_WORK TO COMPLETE_
Copy every entry below exactly as it appears, leaving out the images.

*** Opening DATA ***

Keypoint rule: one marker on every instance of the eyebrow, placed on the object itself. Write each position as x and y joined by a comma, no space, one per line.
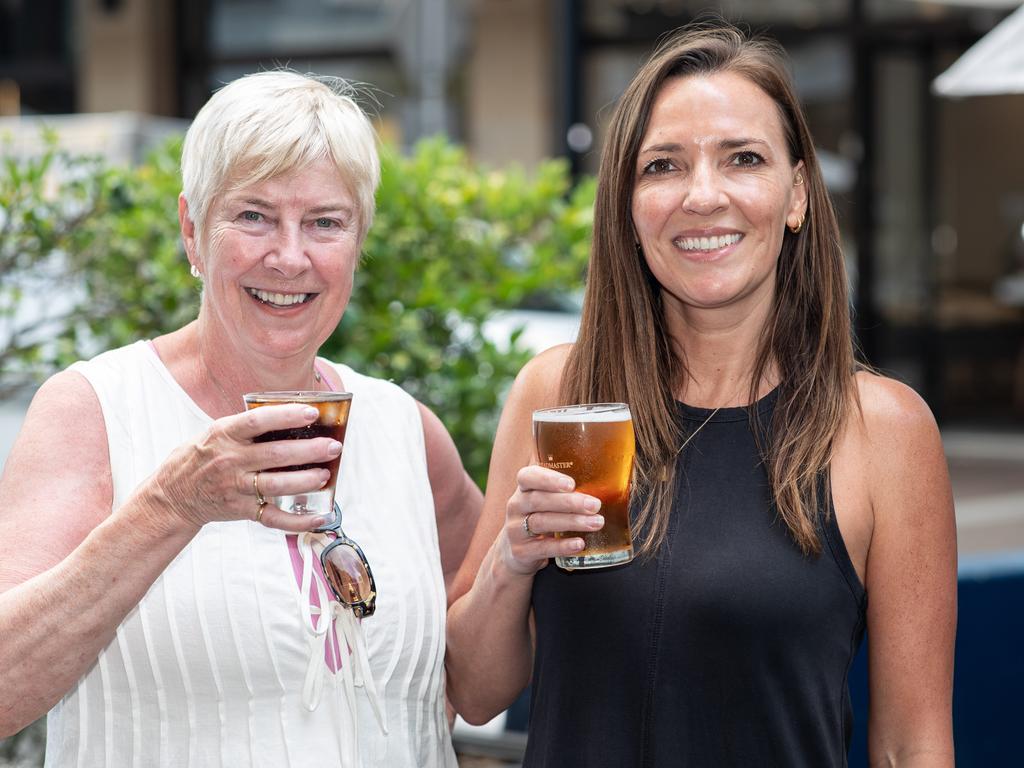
326,208
728,143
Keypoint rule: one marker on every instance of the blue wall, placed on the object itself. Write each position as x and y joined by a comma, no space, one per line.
988,679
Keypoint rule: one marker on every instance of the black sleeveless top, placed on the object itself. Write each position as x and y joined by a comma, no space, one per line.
729,647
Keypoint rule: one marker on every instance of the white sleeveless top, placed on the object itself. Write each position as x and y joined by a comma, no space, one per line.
210,668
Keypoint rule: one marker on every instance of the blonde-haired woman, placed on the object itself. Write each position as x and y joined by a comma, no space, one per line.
784,498
148,594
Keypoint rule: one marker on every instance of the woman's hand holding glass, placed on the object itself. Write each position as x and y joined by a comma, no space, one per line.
545,503
215,478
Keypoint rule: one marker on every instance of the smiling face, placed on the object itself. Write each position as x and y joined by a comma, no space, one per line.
715,189
278,261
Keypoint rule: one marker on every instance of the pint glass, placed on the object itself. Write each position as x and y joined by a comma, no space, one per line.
333,422
593,444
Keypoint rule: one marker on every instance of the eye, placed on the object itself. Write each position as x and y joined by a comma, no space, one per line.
748,159
656,166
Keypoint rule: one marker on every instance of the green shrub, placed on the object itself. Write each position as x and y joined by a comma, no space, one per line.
452,243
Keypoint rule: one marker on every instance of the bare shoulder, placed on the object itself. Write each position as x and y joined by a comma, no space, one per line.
65,416
904,466
56,477
893,415
540,380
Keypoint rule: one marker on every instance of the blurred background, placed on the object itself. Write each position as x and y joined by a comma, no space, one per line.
926,171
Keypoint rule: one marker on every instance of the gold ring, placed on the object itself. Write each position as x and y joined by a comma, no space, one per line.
259,494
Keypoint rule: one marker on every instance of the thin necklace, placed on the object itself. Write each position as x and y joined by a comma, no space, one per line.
690,436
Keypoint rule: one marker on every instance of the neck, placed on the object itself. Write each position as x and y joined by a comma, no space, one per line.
217,375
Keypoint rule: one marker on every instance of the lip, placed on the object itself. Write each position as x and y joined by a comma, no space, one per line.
297,306
714,254
711,231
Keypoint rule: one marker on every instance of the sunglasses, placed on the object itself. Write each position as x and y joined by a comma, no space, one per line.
347,570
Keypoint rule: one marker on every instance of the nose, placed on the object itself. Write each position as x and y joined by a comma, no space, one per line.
705,193
288,252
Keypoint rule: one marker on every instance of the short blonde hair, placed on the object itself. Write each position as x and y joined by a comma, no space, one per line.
269,123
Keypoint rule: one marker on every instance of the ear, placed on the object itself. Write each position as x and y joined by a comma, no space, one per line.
187,230
798,203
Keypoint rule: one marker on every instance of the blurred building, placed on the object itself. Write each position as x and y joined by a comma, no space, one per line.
930,192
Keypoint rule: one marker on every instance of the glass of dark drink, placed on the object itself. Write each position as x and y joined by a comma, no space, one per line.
594,444
333,422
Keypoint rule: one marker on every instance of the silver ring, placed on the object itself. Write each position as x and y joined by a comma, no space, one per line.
259,494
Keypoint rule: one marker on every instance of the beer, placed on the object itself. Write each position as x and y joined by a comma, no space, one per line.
593,444
333,422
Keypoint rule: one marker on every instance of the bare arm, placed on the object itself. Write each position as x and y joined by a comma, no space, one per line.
457,500
71,569
489,644
911,581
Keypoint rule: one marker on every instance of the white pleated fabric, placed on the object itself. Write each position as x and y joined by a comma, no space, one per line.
209,669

*** Closing DATA ***

_PROBLEM SOLUTION_
Keypoint rule: one marker on every instance of the eyebrow, placed on the object itself. Write each position as x and y joined by a comma, no space, one per line.
326,208
728,143
Keypoint rule: one marker on every instance of the blue wall, placed on the object itself. Write each position as x and y joined by a comma, no space, one per line.
988,679
Keypoint rule: one marker on every instance of the black sleeveless top, placed on the object itself. Write each position as x and y joined by a comma, no space, one per line.
729,647
Keypoint rule: one marker on every instance of the white sleeveless top, placed on the object itself. Write each position as x and y joined by a comma, no space, one per line.
210,668
Keypoint rule: one marker on every instance of the blonde-haired woman, placed on the object itself. Write each position as x and y joined by a comma, no space, one per line.
784,498
148,594
Keypoint rule: one marker on every instance of the woman's hand holding glass, placed on the object itself. Write each position as x and y joined by a comma, no space, one per line.
545,503
215,478
Keypoint rule: one marker on every instance of the smiling face, placed on the object itself. Write each position as x and y joined by a comma, no space, one per line.
715,189
278,261
Keypoint rule: one marker on every instance of the pint glass, placed on the object itself. Write each position as x and y joined by a comma, no space, one per line.
333,422
593,444
Keypoint rule: one marker on every instance of the eye, placed on the object itself. Write each position as x and y joined by a comma, no space, one per line.
748,159
656,166
Keypoint rule: one marker on every instance of the green shrub, placed on the object itself. Write each position as x and y joined by a comma, no space, one per line.
452,243
Keypoint rule: one marker on every instance of the bare shoulder, placed on the object itself. Write each position as x and y joined by a comma, no space, one per line.
65,416
904,466
56,477
893,415
540,380
Keypoint rule: one marker on every instance of the blurred background, placed on the object itself. Write each position as x and y joined by a comma, no space, one per line.
926,171
Keypoint rule: one marker on every instance of the gold ring, placed on the object itself. Write each position as x and y joined by a comma, no space, one per line.
259,494
Keypoint rule: one marker on every instance of the thin necklace, placed on the object itself. Write each position as x and y joined by a comma, no space, one per line.
690,436
Keypoint rule: one marker on every instance of the neck, placed on the object itself. Write each position as x and y joined by a comma, no space, one per line.
217,375
Keypoint rule: one marker on every instance of the lip, placed on the object itself. Write each position as x and y joined by a comma, no space, one per line.
297,306
714,254
711,231
Keypoint rule: one marker on every instance of the sunglasses, placed on the object itself. Write each position as x and y joined by a comma, no space, one per line.
347,570
Keypoint rule: one marker on every instance of the nose, placed on the object itself. Write each position as x and y joined by a comma, no space, one per line.
705,193
288,252
Keypoint rule: one marker on every instance of the short blonde hair, placed on the object itself. Write each position as x and y joined by a comma, no space, one per line.
269,123
Keypoint rule: one marker on every instance of the ear, placed on the object itself. Write each position as x and y joined by a comma, no space, one per line.
187,230
798,203
Keypoint rule: one marker on every instance of the blurred building, placed on the object itself. Write each position as x and y joined by a comma, no space, one per line.
930,192
Keypoint rule: one marker on every instance of the glass of dark drink, placed on the object itself. Write each position as x and y joined by a comma, no space, one per line.
594,444
333,422
Keypoint rule: one marker on every instance of the silver ring, placed on the object itself. Write each position as x and y joined by a comma, no space, one per line.
259,494
Keypoint rule: one marker on every instance of the beer, placed on the object itself. Write each position as x and y joined by a comma, no space, one per line.
593,444
333,422
Keypoint rule: one marker on every instance of the bare arm, placed on the object itself. Write each position as x and y joined by a comma, no space, one per line.
457,500
71,569
489,644
911,581
Keypoint rule: one marker on every instance of the white pleated fabric, placed on the object itself. Write each position as x and y joined by a comma, no space, one per line.
209,669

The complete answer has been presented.